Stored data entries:

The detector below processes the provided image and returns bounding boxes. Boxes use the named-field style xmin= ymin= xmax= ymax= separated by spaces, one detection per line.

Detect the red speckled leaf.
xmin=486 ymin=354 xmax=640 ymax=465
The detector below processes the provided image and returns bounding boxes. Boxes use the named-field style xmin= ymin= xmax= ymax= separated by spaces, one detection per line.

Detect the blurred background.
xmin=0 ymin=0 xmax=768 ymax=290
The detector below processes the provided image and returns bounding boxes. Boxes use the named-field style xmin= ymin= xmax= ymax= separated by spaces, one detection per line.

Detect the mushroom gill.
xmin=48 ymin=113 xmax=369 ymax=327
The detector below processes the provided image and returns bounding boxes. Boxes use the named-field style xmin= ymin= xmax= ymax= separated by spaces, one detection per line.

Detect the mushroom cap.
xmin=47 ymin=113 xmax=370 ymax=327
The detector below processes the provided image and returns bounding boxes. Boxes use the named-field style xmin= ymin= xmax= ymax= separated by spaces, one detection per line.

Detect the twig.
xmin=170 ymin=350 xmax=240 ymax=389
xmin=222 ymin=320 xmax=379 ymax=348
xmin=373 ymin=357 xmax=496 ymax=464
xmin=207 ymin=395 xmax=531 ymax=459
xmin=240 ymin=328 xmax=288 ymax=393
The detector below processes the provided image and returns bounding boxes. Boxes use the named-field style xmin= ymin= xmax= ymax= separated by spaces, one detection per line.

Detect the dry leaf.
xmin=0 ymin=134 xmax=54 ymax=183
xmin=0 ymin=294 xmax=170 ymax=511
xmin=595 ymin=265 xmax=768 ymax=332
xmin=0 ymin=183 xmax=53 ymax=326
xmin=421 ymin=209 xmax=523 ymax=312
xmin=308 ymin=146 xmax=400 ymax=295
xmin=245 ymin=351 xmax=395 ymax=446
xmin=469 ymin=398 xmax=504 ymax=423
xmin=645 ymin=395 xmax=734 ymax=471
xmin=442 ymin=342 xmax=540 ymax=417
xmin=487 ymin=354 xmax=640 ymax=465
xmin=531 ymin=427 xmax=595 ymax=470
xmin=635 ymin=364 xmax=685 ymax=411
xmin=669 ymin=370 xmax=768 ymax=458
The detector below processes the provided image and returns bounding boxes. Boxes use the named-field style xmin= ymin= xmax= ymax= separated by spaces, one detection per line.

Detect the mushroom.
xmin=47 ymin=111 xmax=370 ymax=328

Exercise:
Hand back the material above in full, exactly as written.

Task output:
The detector below processes the provided image and returns bounding boxes. Boxes use the named-field style xmin= ymin= xmax= ymax= separated by spaces, one detection per line.

Detect the red speckled leaf.
xmin=486 ymin=354 xmax=640 ymax=465
The detector below processes the provided image and returns bounding boxes. Boxes use the named-field style xmin= ymin= xmax= ymax= separated by spaces, one detection per line.

Detect the blurred background.
xmin=0 ymin=0 xmax=768 ymax=290
The detector below processes the provided image and returns bounding boxes. Boxes use the named-field style xmin= ymin= xmax= ymax= separated by spaces, one detection per line.

Detect the mushroom gill.
xmin=48 ymin=113 xmax=369 ymax=327
The detector below processes the provided image and returns bounding boxes. Boxes use the named-field style xmin= ymin= xmax= ymax= separated by spaces, one detection per line.

Detect the mushroom cap.
xmin=47 ymin=113 xmax=370 ymax=327
The detector below processes the provided image and returns bounding boxes. Boxes use the named-field style xmin= ymin= xmax= ymax= separated by spaces, one detection per line.

Detect the twig.
xmin=170 ymin=350 xmax=240 ymax=389
xmin=222 ymin=320 xmax=379 ymax=348
xmin=373 ymin=357 xmax=496 ymax=464
xmin=207 ymin=395 xmax=531 ymax=459
xmin=240 ymin=328 xmax=288 ymax=393
The detector below processes the provided image and returns bounding boxes. Boxes use the named-field style xmin= ymin= xmax= ymax= separated by spaces, one detection per line.

Detect the dry leaf.
xmin=0 ymin=134 xmax=54 ymax=183
xmin=0 ymin=294 xmax=170 ymax=511
xmin=595 ymin=265 xmax=768 ymax=332
xmin=0 ymin=183 xmax=53 ymax=326
xmin=421 ymin=209 xmax=523 ymax=312
xmin=308 ymin=146 xmax=400 ymax=295
xmin=245 ymin=351 xmax=395 ymax=446
xmin=469 ymin=398 xmax=504 ymax=423
xmin=645 ymin=395 xmax=734 ymax=471
xmin=442 ymin=342 xmax=540 ymax=417
xmin=487 ymin=354 xmax=640 ymax=465
xmin=531 ymin=427 xmax=595 ymax=470
xmin=635 ymin=364 xmax=685 ymax=411
xmin=669 ymin=370 xmax=768 ymax=458
The detector below processes the provided image and returns bounding boxes. Boxes use the named-field style xmin= ymin= xmax= ymax= separated by spaces, one detection per line.

Detect the mushroom.
xmin=47 ymin=111 xmax=370 ymax=328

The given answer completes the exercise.